-- start Record excerpts --

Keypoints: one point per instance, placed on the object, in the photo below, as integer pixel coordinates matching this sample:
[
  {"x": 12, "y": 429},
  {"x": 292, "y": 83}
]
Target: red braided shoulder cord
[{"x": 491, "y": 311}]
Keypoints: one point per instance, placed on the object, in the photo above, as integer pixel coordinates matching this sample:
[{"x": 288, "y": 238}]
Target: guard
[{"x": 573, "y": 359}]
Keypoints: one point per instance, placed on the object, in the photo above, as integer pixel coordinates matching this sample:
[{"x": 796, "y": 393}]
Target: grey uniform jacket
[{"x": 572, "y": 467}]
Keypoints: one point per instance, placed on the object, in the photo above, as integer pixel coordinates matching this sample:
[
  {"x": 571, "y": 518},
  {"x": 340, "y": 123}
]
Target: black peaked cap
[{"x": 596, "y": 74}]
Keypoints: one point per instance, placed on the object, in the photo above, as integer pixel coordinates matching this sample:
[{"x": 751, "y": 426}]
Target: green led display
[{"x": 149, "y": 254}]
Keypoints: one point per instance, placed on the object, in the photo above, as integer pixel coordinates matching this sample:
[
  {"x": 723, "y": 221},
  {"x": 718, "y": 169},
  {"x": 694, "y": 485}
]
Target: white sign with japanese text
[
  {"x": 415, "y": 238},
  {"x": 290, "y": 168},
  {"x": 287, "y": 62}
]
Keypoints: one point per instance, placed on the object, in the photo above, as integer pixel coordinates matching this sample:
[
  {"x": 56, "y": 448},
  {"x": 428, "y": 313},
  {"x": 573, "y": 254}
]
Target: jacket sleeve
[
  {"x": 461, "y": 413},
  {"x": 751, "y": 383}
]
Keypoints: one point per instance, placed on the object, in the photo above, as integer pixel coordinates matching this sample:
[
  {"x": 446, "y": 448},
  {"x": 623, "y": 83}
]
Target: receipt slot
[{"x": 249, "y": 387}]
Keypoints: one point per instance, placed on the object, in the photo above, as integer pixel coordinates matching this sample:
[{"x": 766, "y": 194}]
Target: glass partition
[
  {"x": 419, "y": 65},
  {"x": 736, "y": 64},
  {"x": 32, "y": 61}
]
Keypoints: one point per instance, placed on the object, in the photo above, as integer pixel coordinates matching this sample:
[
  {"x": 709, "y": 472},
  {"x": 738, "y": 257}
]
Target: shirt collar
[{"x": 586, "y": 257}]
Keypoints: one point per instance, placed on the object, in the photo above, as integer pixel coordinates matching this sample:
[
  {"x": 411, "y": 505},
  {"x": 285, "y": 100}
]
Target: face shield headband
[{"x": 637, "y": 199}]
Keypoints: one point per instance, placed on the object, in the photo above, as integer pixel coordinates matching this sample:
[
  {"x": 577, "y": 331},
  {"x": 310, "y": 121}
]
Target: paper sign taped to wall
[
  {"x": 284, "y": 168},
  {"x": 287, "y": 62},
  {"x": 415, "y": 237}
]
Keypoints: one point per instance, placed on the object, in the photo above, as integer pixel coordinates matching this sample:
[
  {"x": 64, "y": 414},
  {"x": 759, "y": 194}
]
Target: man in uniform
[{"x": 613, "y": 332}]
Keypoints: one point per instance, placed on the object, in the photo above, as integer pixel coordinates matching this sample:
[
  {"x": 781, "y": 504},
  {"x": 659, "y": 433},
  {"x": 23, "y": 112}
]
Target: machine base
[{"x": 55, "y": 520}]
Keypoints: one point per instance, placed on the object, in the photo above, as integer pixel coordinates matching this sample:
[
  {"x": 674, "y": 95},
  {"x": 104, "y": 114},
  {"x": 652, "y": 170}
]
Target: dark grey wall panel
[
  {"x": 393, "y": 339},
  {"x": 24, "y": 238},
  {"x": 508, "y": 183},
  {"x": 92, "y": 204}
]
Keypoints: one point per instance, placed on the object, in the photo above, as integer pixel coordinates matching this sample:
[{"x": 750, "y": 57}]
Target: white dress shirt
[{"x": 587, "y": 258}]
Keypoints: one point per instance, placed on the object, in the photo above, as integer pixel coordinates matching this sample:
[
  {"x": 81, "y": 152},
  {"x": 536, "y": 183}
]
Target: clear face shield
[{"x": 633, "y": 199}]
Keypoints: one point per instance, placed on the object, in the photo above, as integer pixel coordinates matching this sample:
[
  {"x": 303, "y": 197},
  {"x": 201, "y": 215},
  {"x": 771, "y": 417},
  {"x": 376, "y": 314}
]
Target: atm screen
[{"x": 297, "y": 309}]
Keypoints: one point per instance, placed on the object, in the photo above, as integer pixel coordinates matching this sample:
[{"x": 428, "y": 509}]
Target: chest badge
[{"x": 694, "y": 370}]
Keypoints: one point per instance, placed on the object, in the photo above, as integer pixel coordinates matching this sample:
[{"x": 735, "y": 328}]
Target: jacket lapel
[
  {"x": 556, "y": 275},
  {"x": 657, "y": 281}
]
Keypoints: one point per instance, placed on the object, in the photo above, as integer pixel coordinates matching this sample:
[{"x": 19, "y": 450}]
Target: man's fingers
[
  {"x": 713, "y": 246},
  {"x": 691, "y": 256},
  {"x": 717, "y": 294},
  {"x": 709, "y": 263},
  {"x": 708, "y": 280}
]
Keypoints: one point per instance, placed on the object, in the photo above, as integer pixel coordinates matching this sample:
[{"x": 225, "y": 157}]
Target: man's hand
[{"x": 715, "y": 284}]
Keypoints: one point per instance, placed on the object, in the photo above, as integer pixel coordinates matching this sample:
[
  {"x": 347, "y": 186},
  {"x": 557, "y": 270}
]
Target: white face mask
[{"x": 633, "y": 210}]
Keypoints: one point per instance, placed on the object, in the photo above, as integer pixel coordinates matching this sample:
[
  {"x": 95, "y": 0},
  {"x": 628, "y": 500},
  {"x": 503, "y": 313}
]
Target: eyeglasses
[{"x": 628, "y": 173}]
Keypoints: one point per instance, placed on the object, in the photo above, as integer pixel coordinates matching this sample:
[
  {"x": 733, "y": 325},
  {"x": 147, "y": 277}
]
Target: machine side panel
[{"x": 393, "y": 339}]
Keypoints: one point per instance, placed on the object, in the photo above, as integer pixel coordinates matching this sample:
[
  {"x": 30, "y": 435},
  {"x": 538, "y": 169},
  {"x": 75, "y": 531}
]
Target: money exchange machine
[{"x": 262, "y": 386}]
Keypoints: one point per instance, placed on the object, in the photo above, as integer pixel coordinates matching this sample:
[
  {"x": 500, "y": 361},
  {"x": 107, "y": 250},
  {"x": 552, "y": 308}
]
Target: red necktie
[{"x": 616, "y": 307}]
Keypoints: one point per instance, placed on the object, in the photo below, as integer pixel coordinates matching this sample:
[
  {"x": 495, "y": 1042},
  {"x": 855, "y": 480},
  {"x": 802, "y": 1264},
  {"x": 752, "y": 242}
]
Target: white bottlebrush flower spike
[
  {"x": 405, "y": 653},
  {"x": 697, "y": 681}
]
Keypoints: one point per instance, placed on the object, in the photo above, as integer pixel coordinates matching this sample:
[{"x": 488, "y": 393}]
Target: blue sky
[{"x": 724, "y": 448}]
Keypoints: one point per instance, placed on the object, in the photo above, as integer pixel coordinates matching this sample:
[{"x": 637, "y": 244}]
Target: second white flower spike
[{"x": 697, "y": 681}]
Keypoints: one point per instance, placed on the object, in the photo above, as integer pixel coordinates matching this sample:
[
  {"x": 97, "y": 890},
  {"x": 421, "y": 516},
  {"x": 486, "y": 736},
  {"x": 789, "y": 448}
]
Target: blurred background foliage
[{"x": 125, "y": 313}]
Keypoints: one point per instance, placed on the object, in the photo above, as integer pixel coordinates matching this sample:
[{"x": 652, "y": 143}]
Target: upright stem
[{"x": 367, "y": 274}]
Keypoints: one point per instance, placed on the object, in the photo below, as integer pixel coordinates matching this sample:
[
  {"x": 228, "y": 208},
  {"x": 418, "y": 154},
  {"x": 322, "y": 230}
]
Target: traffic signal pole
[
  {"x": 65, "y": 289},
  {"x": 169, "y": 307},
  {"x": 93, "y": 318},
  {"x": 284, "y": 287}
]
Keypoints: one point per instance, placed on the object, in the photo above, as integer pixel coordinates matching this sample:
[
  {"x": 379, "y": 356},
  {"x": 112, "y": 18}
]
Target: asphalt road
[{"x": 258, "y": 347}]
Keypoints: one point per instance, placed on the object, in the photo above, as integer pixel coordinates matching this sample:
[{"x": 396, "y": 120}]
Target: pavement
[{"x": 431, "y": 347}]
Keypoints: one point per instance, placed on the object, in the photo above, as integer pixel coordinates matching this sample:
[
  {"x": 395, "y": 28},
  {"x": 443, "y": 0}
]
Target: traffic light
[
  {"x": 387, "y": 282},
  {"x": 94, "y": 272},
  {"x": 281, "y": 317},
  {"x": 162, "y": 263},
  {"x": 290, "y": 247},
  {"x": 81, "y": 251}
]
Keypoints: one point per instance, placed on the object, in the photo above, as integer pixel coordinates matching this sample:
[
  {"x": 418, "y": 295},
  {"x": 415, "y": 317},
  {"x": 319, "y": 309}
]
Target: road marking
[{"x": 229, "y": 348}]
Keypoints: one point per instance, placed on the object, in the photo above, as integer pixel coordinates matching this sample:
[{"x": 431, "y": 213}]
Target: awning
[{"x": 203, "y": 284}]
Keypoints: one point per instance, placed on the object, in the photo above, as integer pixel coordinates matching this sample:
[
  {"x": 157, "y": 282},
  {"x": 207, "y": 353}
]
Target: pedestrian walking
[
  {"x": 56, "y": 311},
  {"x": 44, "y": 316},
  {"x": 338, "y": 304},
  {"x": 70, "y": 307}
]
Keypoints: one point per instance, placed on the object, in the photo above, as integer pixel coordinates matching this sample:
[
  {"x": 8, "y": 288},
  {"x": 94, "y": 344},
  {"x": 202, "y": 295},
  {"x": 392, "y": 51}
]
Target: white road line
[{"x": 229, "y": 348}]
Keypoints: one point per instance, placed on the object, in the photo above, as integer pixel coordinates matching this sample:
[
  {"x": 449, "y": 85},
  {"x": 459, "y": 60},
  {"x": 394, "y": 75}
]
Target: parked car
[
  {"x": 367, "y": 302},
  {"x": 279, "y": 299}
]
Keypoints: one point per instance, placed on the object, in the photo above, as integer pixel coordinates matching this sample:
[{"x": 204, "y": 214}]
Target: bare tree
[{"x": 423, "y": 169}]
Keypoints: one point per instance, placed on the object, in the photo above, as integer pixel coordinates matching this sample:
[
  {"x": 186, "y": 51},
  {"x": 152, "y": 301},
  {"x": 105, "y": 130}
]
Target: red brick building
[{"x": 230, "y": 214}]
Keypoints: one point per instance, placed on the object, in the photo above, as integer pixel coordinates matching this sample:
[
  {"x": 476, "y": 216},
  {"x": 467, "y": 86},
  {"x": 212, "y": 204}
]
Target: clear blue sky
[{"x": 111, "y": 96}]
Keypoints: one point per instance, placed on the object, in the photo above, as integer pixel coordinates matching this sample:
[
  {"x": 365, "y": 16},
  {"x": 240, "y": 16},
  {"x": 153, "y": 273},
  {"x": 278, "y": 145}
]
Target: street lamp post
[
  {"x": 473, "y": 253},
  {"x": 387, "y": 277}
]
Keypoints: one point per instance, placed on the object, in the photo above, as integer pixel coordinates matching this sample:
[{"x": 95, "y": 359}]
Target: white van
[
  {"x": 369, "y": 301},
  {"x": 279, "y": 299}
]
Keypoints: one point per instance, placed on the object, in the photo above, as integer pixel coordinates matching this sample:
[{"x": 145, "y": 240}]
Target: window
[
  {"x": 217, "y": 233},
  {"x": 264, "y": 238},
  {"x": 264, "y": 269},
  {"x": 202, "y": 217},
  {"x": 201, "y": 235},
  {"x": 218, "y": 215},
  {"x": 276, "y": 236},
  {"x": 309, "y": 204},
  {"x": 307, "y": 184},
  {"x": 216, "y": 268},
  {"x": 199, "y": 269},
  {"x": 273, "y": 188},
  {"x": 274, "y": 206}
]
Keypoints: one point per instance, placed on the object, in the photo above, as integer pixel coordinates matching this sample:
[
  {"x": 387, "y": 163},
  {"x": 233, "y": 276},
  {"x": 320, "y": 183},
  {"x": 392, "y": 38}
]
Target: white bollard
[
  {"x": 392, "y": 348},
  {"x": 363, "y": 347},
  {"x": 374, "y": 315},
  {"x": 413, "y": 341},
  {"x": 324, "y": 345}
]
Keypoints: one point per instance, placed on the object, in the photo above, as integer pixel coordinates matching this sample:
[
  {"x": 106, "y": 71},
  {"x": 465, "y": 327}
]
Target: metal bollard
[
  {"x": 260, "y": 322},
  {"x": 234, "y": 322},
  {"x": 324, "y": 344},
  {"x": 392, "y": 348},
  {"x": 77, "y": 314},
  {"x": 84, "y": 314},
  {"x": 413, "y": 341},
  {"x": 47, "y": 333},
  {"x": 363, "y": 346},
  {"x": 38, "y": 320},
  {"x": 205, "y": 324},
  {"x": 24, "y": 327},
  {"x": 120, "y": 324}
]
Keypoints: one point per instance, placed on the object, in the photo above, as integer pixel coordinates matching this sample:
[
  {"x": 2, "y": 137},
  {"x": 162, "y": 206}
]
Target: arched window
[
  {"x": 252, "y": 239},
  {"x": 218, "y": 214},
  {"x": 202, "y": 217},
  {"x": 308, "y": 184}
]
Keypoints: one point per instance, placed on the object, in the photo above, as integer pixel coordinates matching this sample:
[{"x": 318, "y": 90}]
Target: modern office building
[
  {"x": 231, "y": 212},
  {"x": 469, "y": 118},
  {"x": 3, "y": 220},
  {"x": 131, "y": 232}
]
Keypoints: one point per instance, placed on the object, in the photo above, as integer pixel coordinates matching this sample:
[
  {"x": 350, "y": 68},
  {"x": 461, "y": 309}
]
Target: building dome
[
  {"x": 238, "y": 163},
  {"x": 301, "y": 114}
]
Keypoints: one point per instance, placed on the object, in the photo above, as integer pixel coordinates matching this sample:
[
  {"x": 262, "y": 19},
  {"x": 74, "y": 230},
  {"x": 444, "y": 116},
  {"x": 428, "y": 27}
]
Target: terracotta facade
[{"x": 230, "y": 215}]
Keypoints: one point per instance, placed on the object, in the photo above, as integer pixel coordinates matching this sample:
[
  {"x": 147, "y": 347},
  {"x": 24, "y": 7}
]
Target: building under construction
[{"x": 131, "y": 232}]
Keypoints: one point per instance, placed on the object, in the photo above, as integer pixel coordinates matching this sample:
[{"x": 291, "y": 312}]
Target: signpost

-- end Record excerpts --

**Work to complete**:
Pick out each line in the entries above that contains the word "road", and copy those lines.

**Output below**:
Target: asphalt road
Target: road marking
Target: white road line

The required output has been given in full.